Your instructions
Each entry is to be given again exactly; drop the images.

Recorded data:
<<<<

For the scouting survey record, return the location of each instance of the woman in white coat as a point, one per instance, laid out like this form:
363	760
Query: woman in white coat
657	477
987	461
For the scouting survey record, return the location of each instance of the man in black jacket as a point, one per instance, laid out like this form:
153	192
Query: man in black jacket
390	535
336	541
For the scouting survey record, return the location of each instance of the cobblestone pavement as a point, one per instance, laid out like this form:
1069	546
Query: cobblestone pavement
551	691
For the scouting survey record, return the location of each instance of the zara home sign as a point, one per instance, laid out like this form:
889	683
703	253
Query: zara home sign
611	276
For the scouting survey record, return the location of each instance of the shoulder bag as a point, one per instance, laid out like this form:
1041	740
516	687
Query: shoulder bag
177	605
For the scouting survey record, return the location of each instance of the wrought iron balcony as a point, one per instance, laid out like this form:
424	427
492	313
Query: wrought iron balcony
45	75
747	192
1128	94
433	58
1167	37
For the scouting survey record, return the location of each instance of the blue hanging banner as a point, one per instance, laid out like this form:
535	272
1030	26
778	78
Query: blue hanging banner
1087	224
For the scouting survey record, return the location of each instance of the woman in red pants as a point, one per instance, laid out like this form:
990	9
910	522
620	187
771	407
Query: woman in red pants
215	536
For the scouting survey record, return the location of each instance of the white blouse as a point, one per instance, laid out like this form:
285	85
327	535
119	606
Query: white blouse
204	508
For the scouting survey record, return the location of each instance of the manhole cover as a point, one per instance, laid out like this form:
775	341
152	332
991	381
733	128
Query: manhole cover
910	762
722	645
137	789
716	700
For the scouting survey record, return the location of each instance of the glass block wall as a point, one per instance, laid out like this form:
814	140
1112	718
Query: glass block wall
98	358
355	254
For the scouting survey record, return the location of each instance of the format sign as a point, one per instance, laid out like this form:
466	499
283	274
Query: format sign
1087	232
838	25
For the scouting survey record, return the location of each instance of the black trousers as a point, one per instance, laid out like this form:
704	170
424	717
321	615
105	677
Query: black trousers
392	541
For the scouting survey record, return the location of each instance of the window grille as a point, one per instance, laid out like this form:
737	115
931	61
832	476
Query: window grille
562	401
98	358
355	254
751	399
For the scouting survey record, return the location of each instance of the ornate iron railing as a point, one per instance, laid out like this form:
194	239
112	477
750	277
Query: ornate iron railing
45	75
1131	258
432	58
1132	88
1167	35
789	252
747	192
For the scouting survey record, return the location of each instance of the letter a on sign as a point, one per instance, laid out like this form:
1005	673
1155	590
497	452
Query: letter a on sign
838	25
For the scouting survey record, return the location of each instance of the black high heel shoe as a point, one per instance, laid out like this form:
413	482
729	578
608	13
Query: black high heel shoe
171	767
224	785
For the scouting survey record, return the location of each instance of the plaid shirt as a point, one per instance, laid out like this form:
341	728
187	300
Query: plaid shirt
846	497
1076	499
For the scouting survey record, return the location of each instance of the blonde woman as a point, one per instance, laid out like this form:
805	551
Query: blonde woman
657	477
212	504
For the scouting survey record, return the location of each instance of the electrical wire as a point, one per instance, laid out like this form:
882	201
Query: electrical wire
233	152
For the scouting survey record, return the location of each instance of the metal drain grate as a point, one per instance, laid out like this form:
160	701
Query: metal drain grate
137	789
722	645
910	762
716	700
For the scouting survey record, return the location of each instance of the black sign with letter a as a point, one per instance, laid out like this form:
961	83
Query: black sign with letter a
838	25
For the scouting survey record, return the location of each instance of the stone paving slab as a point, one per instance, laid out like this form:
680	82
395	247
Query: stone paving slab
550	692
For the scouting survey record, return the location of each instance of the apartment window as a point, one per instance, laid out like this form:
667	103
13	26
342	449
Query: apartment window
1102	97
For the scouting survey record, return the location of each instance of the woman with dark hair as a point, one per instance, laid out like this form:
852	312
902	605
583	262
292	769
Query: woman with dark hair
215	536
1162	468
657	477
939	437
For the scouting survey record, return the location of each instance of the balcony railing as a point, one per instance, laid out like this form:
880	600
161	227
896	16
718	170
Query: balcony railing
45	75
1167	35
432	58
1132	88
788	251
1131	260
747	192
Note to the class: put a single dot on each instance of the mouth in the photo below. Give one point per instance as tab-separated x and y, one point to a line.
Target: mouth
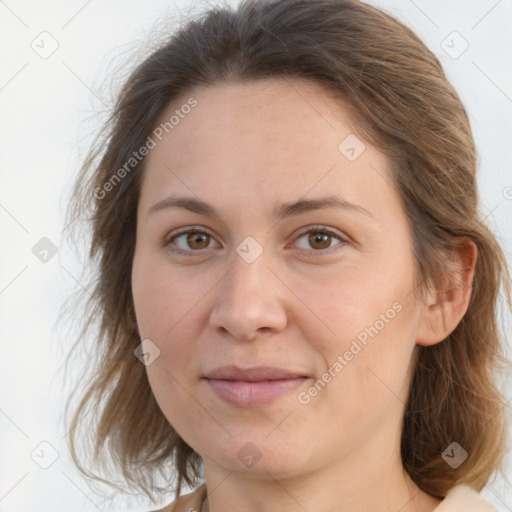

>>>>

Solution for this exercise
For the scouting survey record, return the location of each instance of the woman in white coat as a point, one per instance, laid out like this form:
363	760
Query: woman in white coat
657	477
987	461
For the scouting survey record, return the location of each instance of the man in black jacket as a point, one per instance, laid out like this form:
153	192
Query: man in black jacket
390	535
336	541
For the scouting survey record, return the location of each instance of the cobblestone pavement as a point, one per instance, laid out like this form:
1069	546
Query: cobblestone pavement
551	691
For the scouting survey record, return the location of each instance of the zara home sign as a point, one per instance, laid out like this form:
889	683
703	253
Query: zara home sign
611	276
For the scouting survey record, return the location of each instance of the shoulder bag as a point, one per instance, laid out like this form:
1041	740
516	687
Query: shoulder bag
177	605
For the scouting survey record, return the location of each instance of the wrought iron balcony as a point, one per instance, laid out like this form:
424	427
492	313
Query: wrought iron balcony
45	75
747	192
1128	94
433	58
1167	37
For the scouting survey record, return the location of each instance of the blue hanging banner as a point, one per instance, laid out like this form:
535	272
1030	26
778	78
Query: blue hanging banner
1087	224
For the scouting survey record, return the location of each instance of the woman in red pants as a point, one per instance, laid out like this form:
990	9
910	522
620	187
771	407
Query: woman in red pants
215	536
For the scouting survey record, return the location of each instance of the white blouse as a point, one per instance, laid out like this form:
285	85
327	535
119	606
Query: white blouse
204	508
For the scouting survey record, return the location of each instance of the manhole cover as a point, one per instance, laid out like this form:
775	341
152	332
991	381
733	128
Query: manhole cover
910	762
722	645
137	789
716	700
For the scouting survey record, return the location of each instance of the glass block wall as a point, one per instance, laid out like this form:
814	140
1112	718
Query: glass block wall
98	358
355	254
For the scouting survey record, return the location of each instance of the format sign as a point, one per instance, laid out like this form:
466	499
283	274
Query: format sign
1087	232
838	25
For the scouting survey record, return the location of each instance of the black trousers as a point, one per instance, laid out like this form:
704	170
424	717
321	615
105	677
Query: black trousers
392	541
For the scouting survey record, return the location of each instance of the window grille as a point, one per instance, laid out like this form:
737	115
931	61
832	476
Query: window grille
562	401
98	358
355	254
751	399
For the scouting survey record, return the location of each instance of the ornate iron railing as a point, one per instance, laid out like this form:
194	239
112	477
750	277
Query: ornate iron railing
45	75
1131	258
432	58
1132	88
1167	35
789	252
747	192
For the scouting survey record, return the location of each instance of the letter a on sign as a point, one per instance, laid out like this form:
1005	673
1155	590
497	452
Query: letter a on sign
838	25
For the scouting survey record, return the location of each instance of the black high heel shoe as a point, one per instance, laid out like this form:
413	482
729	578
608	13
Query: black high heel shoe
171	767
224	785
For the scouting survey record, return the location of each instance of the plaid shirt as a point, one per instance, laid out like this form:
341	728
187	300
Query: plaid shirt
846	497
1076	499
For the scouting survey record, return the location of each instance of the blonde woman as a point, one per instance, laid out like this form:
805	551
Query: blonde woman
657	477
212	504
For the scouting survey record, return the location of each instance of the electrical wire as a point, one per instance, laid out like this form:
882	201
Query: electrical wire
233	152
For the scouting survey record, return the location of each instance of the metal drain grate as a point, one per instance, laid out like this form:
160	701
Query: metal drain grate
137	789
722	645
910	762
716	700
For the scouting survey record, return the location of each instance of the black sign with letter a as a point, one per instance, laid out like this form:
961	83
Query: black sign with letter a
838	25
For the scouting survey record, return the location of each instance of the stone paving slab as a point, one per instance, laid out like this form:
680	82
395	247
Query: stone paving slab
550	692
For the scouting survey record, return the location of each instance of the apartment window as a point, one per instance, laid out like this form:
667	103
13	26
342	449
Query: apartment window
1102	97
For the scouting survey record, return the location of each instance of the woman with dark hair as a point, one per instance, laid out like this form:
852	312
902	605
583	262
292	769
Query: woman with dark hair
215	536
1162	468
657	477
939	437
For the scouting survey record, return the location of each instance of the balcony railing as a point, one per instance, laid out like this form:
880	600
161	227
896	16
718	170
Query: balcony railing
45	75
1167	35
432	58
1132	88
788	251
1131	260
747	192
Note to the class: put a single dot on each instance of the mouth in the photo below. Give one point per instance as tab-separated x and y, one point to a line.
Target: mouth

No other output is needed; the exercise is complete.